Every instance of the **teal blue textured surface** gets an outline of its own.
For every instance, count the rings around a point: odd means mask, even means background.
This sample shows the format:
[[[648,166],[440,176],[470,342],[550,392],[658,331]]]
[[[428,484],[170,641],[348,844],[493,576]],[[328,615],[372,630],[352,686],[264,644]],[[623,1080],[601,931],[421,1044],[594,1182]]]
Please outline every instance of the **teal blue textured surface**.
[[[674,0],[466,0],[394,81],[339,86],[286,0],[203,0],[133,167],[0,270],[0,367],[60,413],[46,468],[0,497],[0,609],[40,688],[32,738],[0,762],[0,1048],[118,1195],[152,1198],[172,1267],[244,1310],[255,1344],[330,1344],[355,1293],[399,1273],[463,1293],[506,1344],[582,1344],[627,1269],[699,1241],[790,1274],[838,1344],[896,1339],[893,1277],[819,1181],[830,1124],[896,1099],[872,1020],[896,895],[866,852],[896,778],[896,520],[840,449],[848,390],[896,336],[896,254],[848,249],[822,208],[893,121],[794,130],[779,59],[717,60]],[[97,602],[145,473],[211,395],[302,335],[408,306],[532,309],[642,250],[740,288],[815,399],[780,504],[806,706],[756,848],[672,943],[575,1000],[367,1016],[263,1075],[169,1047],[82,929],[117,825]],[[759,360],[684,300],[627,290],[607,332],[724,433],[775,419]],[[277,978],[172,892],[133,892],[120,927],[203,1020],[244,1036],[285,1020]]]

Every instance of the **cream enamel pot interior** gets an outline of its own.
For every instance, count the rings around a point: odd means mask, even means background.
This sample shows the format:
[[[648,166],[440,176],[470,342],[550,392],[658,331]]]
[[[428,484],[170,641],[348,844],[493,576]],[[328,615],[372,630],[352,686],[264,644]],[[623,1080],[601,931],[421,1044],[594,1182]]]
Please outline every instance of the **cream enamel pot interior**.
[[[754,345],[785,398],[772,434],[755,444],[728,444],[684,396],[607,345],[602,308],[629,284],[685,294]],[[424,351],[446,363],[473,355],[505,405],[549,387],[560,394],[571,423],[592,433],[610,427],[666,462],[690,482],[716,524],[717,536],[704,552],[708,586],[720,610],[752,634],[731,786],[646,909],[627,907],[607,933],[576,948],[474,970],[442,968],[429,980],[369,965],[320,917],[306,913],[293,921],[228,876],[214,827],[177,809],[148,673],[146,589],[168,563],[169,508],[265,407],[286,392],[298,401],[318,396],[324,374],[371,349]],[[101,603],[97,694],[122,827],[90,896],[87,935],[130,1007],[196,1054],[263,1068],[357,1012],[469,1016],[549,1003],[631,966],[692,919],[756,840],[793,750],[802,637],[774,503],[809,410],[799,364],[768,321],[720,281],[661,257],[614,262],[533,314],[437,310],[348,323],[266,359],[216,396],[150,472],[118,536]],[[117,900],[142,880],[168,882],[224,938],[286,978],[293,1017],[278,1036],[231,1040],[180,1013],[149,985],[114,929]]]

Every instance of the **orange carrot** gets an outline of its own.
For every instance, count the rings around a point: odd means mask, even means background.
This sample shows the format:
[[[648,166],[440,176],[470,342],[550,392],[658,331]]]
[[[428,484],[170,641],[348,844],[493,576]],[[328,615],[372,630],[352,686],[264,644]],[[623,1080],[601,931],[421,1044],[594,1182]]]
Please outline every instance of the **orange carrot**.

::::

# Work to be completed
Put every line of the items above into a numbered list, leaving out the blank lines.

# Worked solution
1. Every instance of the **teal blue textured surface** gets an outline of its own.
2. For every instance, count the rings around a point: odd means mask, even means background.
3. This sample shows the format:
4. [[[648,166],[440,176],[470,342],[550,392],[658,331]]]
5. [[[428,484],[170,641],[348,844],[493,576]],[[328,615],[372,630],[352,686],[264,644]],[[623,1080],[601,931],[421,1044],[594,1182]]]
6. Please outline every instance of the **teal blue textured surface**.
7. [[[674,0],[466,0],[394,81],[339,86],[286,0],[203,0],[133,167],[0,270],[0,367],[60,413],[46,468],[0,497],[0,609],[40,688],[32,738],[0,762],[0,1048],[118,1195],[152,1198],[172,1267],[244,1310],[255,1344],[330,1344],[355,1293],[399,1273],[463,1293],[506,1344],[582,1344],[627,1269],[699,1241],[790,1274],[838,1344],[896,1339],[893,1277],[819,1181],[830,1124],[896,1099],[872,1020],[896,895],[866,852],[896,778],[896,520],[840,449],[848,390],[896,336],[896,254],[848,249],[822,208],[893,121],[794,130],[779,59],[717,60]],[[97,602],[145,473],[211,395],[302,335],[408,306],[532,309],[642,250],[740,288],[815,399],[780,504],[806,706],[756,848],[672,943],[575,1000],[367,1016],[263,1075],[169,1047],[82,929],[117,825]],[[759,360],[684,300],[627,290],[607,332],[724,433],[775,419]],[[277,978],[172,892],[133,892],[120,927],[203,1020],[244,1036],[285,1020]]]
8. Every instance of the **cream enamel pot interior** gets an outline of its own.
9. For every instance, count the rings around a point: odd means mask, even means background.
10. This sample shows the format:
11. [[[648,166],[440,176],[470,342],[550,392],[658,331]]]
12. [[[428,484],[170,641],[348,844],[493,576]],[[328,615],[372,630],[352,686],[264,644]],[[623,1080],[601,931],[421,1044],[594,1182]]]
13. Please outline every instance of the **cream enamel pot interior**.
14. [[[754,345],[785,398],[772,434],[755,444],[728,444],[684,396],[607,345],[602,308],[629,284],[685,294]],[[424,351],[446,363],[473,355],[505,405],[549,387],[560,394],[571,423],[592,433],[610,427],[666,462],[690,482],[716,524],[717,536],[704,552],[708,586],[720,610],[752,634],[731,786],[646,909],[627,907],[607,933],[576,948],[474,970],[442,968],[429,980],[369,965],[320,917],[306,913],[293,921],[228,876],[214,827],[177,809],[148,673],[146,589],[168,563],[169,508],[265,407],[286,392],[298,401],[318,396],[324,374],[371,349]],[[101,603],[97,694],[122,827],[90,896],[87,935],[130,1007],[196,1054],[263,1068],[357,1012],[469,1016],[549,1003],[631,966],[692,919],[756,840],[793,750],[802,637],[774,503],[809,410],[799,364],[768,321],[720,281],[661,257],[614,262],[533,314],[437,310],[348,323],[266,359],[216,396],[150,472],[118,536]],[[117,900],[142,880],[168,882],[224,938],[286,978],[293,1017],[278,1036],[231,1040],[180,1013],[149,985],[114,929]]]
15. Every instance of the **orange carrot** gets an outline of its own.
16. For every instance, count the rings around a point: odd means mask, even means background.
17. This sample shows the format:
18. [[[648,166],[440,176],[470,342],[550,392],[658,331]]]
19. [[[428,484],[170,641],[348,844],[493,576]],[[328,615],[372,630],[352,686],[264,644]],[[623,1080],[601,931],[421,1044],[594,1182]]]
20. Please outline every instance of the **orange carrot**.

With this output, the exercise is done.